===== PASSAGE GIVEN =====

We’re going to come together and celebrate being open for another year. The venue business is tough, you know? People come and go all the time. There have been a half dozen venues open and close since we’ve been open.

CP: What are you doing right? Why are your doors still open?

JS: I think it’s just a combination of Jeni and I putting everything we have into it. We put in the work, and that’s the biggest thing. You spend countless hours promoting and booking and then working the venue. If you treat it like a full time job, that’s is the biggest thing.

A lot of people who get into business for themselves — this could be just about any business, just about — have different ideas of how to approach it. If you think you’re going to be sitting in an office making bank deposits and collecting pay checks, if you’re running something small, you’ll have a reality check pretty soon.

CP: Looking forward to Year Five and beyond, what are your hopes for JJ’s?

JS: Just to keep it up, at this point. I think we’ve peaked. I don’t think there’s anything more we can do. Year Four was definitely a peak year for us. We’ve increased our crowd every year up to this year, but i don’t see it going any further than what we have. We’re limited by the size of the space.

===== PROVIDED MATERIAL =====

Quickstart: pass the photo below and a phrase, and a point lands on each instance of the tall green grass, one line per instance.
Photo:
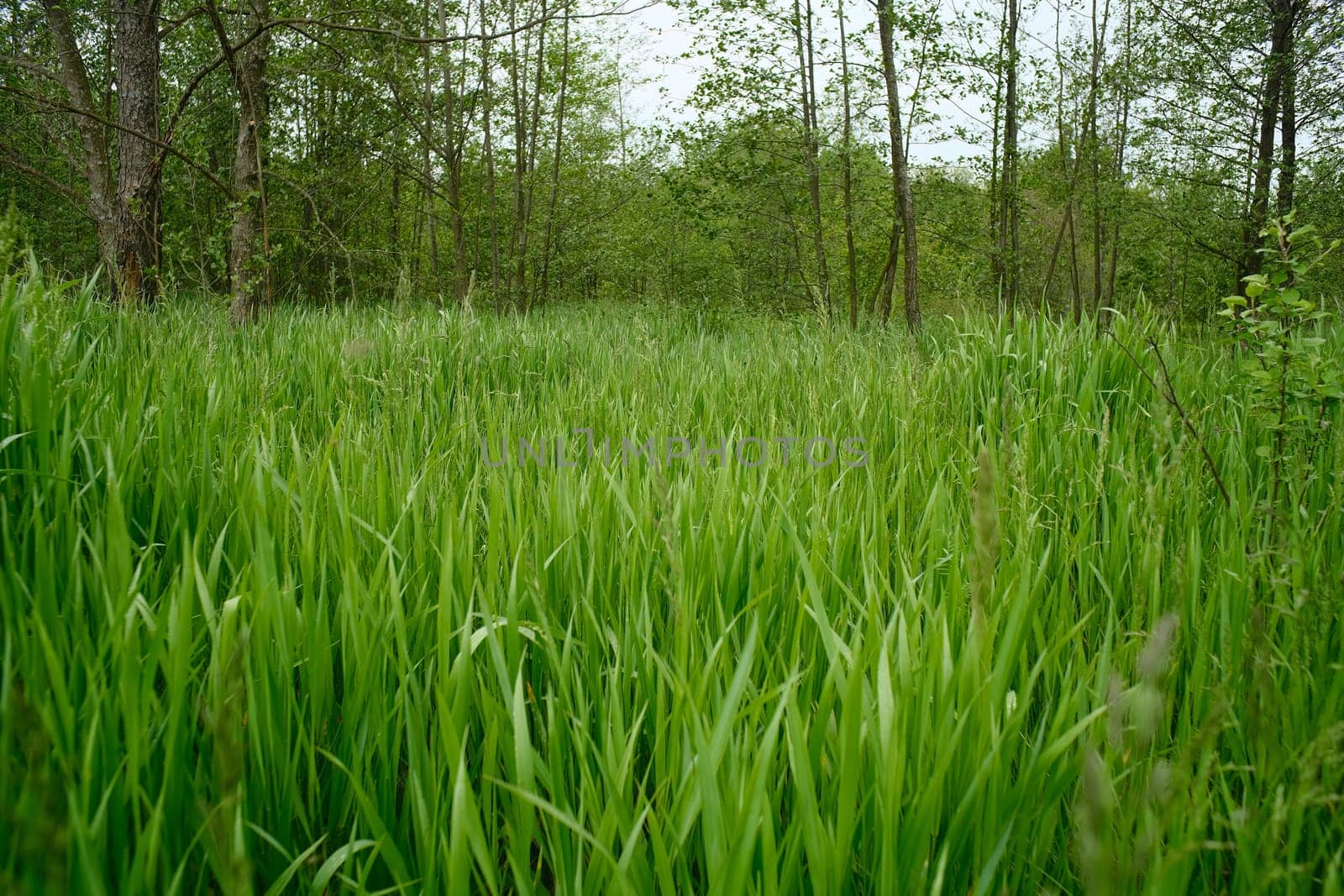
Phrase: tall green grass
(269, 622)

=====

## [INSTRUCTIONS FOR THE TASK]
Decide whether each statement agrees with the interview about JJ's. Answer yes or no and quote the words of the interview that settle each one.
(a) Several venues have opened and closed since JJ's opened.
(b) JS expects the crowd to keep growing after Year Four.
(c) JS names the size of the space as a limit on the venue.

## [ANSWER TO THIS EXERCISE]
(a) Yes: "There have been a half dozen venues open and close since we’ve been open."
(b) No: "but i don’t see it going any further than what we have."
(c) Yes: "We’re limited by the size of the space."